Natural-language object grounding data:
- - - - - - -
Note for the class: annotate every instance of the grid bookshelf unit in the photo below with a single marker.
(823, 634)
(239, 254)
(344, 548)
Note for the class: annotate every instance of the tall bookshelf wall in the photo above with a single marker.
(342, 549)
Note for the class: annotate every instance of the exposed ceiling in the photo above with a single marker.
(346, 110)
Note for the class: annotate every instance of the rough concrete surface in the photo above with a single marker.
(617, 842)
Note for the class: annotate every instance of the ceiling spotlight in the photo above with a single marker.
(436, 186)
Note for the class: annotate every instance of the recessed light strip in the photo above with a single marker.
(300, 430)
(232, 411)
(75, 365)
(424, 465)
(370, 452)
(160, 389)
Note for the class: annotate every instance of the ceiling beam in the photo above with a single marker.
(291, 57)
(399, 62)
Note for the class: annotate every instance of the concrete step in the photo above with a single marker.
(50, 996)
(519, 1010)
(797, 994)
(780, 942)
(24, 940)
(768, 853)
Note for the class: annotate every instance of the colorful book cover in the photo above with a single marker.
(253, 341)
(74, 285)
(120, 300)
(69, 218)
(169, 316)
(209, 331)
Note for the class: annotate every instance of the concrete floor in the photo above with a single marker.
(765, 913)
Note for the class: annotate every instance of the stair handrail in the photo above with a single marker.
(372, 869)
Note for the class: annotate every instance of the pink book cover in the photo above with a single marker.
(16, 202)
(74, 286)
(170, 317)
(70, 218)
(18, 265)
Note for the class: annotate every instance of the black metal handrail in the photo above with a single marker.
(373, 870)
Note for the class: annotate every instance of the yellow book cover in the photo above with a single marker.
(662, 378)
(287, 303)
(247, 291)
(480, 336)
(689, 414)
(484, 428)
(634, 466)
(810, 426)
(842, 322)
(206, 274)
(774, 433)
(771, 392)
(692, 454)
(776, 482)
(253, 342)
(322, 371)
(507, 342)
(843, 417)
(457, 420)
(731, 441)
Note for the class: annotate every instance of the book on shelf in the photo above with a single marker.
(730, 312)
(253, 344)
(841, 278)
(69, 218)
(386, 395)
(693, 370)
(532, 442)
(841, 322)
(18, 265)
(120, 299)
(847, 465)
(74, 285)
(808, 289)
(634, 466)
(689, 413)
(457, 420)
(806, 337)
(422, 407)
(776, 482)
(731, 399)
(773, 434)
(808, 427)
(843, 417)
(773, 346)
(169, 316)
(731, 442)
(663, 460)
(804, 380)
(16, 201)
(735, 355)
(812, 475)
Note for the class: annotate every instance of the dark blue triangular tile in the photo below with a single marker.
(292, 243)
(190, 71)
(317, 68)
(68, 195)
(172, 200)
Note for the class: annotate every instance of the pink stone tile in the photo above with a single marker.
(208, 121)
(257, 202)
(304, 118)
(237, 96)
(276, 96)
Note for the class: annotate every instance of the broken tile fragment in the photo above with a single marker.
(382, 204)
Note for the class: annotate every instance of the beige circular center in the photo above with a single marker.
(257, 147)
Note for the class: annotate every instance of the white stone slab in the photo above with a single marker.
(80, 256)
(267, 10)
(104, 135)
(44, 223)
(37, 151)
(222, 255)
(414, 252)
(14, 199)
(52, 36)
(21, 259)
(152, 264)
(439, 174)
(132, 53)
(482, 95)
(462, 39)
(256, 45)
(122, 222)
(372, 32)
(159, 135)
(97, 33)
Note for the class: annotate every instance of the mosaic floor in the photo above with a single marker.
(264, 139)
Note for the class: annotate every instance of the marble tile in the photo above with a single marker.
- - - - - - -
- [PROBLEM DETAILS]: With nothing left out, transcribe the records above exactly.

- [RESPONSE AREA]:
Note for the class: annotate every instance of the grid bookshelf unit in the photo below with a single marker.
(823, 634)
(239, 254)
(344, 548)
Note for the class: annotate every instance of the tall bookshelf wall in the photo above with a single marker.
(342, 549)
Note for the class: annotate every instance of the exposed ceiling in the photo above with a single marker.
(346, 110)
Note for the class: annotate every instance of the rough concrete surface in the photo above with a single marker.
(617, 842)
Note for the class: annotate every instance of the ceiling spotlight in the photo above with a single marker.
(436, 186)
Note for the class: annotate every instance of the recessed light strip in the photo above with a single marker.
(300, 430)
(232, 411)
(75, 365)
(424, 465)
(370, 452)
(160, 389)
Note for the class: annotate every instance of the ceiling beam in the photo above with a single marker.
(291, 57)
(399, 62)
Note for the class: annotate every instance of the concrete step in the photo above with a single marker.
(50, 996)
(519, 1010)
(797, 994)
(780, 942)
(24, 940)
(768, 853)
Note for the class: annotate every instance of the colorful book cover in the photo above with a single marker.
(253, 341)
(74, 285)
(120, 300)
(69, 218)
(169, 316)
(209, 331)
Note for the class: annotate every instance of the concrete floor in the photo above with a single marker.
(765, 913)
Note for the class: annotate every instance of the stair handrail in the photo above with a single marker.
(372, 869)
Note for the class: annotate every instance of the pink book cover in the photo above with a single marker.
(16, 202)
(74, 286)
(170, 317)
(70, 218)
(18, 265)
Note for the class: annotate every instance of the black metal handrail in the photo above with a single marker.
(373, 870)
Note for the class: annotate every instance of the yellow book cover in the photo above with a single marker.
(662, 378)
(287, 303)
(247, 291)
(480, 336)
(689, 414)
(484, 428)
(634, 466)
(810, 426)
(842, 322)
(206, 274)
(774, 433)
(771, 392)
(692, 454)
(776, 482)
(253, 342)
(322, 371)
(507, 342)
(843, 417)
(457, 420)
(731, 441)
Note for the class: annotate every instance of the book on shelf in the photo above with a single marker.
(730, 312)
(253, 344)
(841, 278)
(69, 218)
(386, 395)
(693, 370)
(532, 442)
(841, 322)
(18, 265)
(120, 299)
(847, 465)
(74, 285)
(808, 289)
(634, 466)
(689, 413)
(457, 420)
(806, 337)
(422, 407)
(776, 482)
(731, 399)
(773, 434)
(808, 427)
(843, 417)
(773, 346)
(169, 316)
(731, 442)
(663, 460)
(804, 380)
(16, 201)
(735, 355)
(812, 475)
Note for the class: annotate every instance of the dark blue triangular tile in the photo below with a single marker.
(292, 243)
(190, 71)
(317, 68)
(68, 195)
(172, 200)
Note for the class: annotate every instance of the pink stone tile in the photo above with a single marker.
(208, 121)
(257, 202)
(304, 118)
(237, 96)
(276, 96)
Note for the class: annotate every instance of the broken tile fragment in the photo above with a single marker.
(382, 204)
Note for the class: annotate every instance of the beige circular center in the photo above with a single marker.
(257, 147)
Note for the class: annotate every instance of the white stone slab in the photo above with a single marker.
(80, 256)
(267, 10)
(104, 135)
(44, 223)
(37, 151)
(222, 255)
(414, 252)
(14, 199)
(52, 36)
(21, 259)
(152, 264)
(439, 174)
(132, 53)
(482, 95)
(462, 39)
(256, 45)
(122, 222)
(372, 32)
(159, 135)
(97, 33)
Note for the class: annotate every instance of the mosaic floor in the photo above with a single marker.
(264, 139)
Note for the class: annotate every instance of the marble tile in the photo above with a single marker.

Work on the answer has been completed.